▶ **Given request 1**: Summarize the passage on date bit masks in two sentences.
▶ **Given request 2**: Transcribe the passage on date bit masks word for word, from "I found it wasn’t" to "the testing form.".
▶ **Given request 3**: In the passage on date bit masks, which data type stores the selection bit mask, and what maximum value does the passage give for it?

▶ **Selected passage**:
[start]
I found it wasn’t too difficult to use .NET BitArrays and convert to varbinary and also was able to do this using SQL-to-LINQ. The tricky part was writing a table-valued function that could actually interpret the bit mask and return back all the associated dates. This would probably be better done via SQLCLR with a .NET function, but I’m out of practice with doing .NET CLR functions so will put that off for another iteration.
So, first of all here’s a screen shot of the testing form.
The goal of the form was just to prototype the concept by allowing the specification of a day of week pattern to repeat for a particular period. In the above example, I wanted to generate a bit pattern that would contain 14 bits (actually 16 bits -8 bits for each week - as I explain later) representing whether an event occurred on a given day offset from Monday, June 22 and then store the data in a database.
Here’s the table definition I used to store the data:
CREATE TABLE [dbo].[TestBitArray](
[PeriodStartDate] [date] NOT NULL,
[PeriodLength] [smallint] NOT NULL,
[EventName] [varchar](50) NOT NULL,
[SelectedWeekDayMask] [tinyint] NOT NULL,
[DateRangeBitArray] [varbinary](50) NOT NULL,
CONSTRAINT [PK_TestBitArray] PRIMARY KEY CLUSTERED
(
[PeriodStartDate] ASC,
[PeriodLength] ASC,
[EventName] ASC
))
Here’s what ends up in the database
| PeriodStartDate |
PeriodLength |
EventName |
SelectedWeekDayMask |
DateRangeBitArray |
| 6/22/2009 |
14 |
TestEvent1 |
74 |
0x4A4A |
Please excuse me for using a compound primary key, this is just a quick and dirty example! I wanted to test with different combinations of period start dates, lengths, and event names.
Just to contrast different ways to deal with bits, I decided to store my selection bit mask as a simple tinyint rather than as a byte. I use tinyint, since the max number of bits that can be set for a week is 7 for each day, which works out to 127 maximum value using low order bits.
[end]
▶ **Data excerpts**:
[start]
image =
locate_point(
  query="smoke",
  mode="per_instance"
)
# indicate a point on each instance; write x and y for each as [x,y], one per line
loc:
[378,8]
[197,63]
[end]
[start]
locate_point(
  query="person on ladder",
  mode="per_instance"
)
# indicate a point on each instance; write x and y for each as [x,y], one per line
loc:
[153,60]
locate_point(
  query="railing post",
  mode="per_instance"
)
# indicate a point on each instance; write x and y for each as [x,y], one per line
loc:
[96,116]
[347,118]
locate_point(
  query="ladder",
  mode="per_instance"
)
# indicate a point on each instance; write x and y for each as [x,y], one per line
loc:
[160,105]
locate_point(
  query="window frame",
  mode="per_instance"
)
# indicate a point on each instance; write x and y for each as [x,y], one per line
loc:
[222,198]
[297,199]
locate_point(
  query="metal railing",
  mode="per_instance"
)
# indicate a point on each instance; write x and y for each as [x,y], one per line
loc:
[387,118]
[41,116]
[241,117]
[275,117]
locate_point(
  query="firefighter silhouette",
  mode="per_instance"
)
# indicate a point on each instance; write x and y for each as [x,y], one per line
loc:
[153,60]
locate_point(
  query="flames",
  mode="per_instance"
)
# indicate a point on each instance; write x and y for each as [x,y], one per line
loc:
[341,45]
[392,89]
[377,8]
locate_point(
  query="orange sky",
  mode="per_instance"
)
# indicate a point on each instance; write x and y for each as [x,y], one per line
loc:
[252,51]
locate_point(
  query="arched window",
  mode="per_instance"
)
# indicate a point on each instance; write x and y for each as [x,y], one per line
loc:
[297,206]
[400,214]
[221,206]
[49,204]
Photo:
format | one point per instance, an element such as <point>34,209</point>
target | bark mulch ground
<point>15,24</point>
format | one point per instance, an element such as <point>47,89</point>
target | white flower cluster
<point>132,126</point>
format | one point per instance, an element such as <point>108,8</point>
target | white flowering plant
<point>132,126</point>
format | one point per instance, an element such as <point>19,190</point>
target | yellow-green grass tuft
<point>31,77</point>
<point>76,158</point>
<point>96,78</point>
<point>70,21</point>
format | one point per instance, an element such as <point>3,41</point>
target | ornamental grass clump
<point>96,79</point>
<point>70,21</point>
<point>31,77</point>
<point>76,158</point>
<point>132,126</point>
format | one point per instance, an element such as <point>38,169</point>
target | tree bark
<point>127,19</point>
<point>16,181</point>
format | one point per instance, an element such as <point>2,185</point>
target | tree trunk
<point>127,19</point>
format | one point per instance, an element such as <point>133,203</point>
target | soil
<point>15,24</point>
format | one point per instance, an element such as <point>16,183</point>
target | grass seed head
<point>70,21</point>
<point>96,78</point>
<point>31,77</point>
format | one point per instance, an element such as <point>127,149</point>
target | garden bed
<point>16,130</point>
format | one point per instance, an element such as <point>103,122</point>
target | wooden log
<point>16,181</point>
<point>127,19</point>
[end]
▶ **Task result 1**: The passage describes a prototype form that specifies a day-of-week pattern to repeat over a period, generates a bit pattern from it, and stores the result in a database table whose definition is shown. Converting .NET BitArrays to varbinary was not too difficult, but writing a table-valued function that could interpret the bit mask and return all the associated dates was the tricky part.

▶ **Task result 2**:
I found it wasn’t too difficult to use .NET BitArrays and convert to varbinary and also was able to do this using SQL-to-LINQ. The tricky part was writing a table-valued function that could actually interpret the bit mask and return back all the associated dates. This would probably be better done via SQLCLR with a .NET function, but I’m out of practice with doing .NET CLR functions so will put that off for another iteration.
So, first of all here’s a screen shot of the testing form.

▶ **Task result 3**: It is stored as a tinyint, with a maximum value of 127.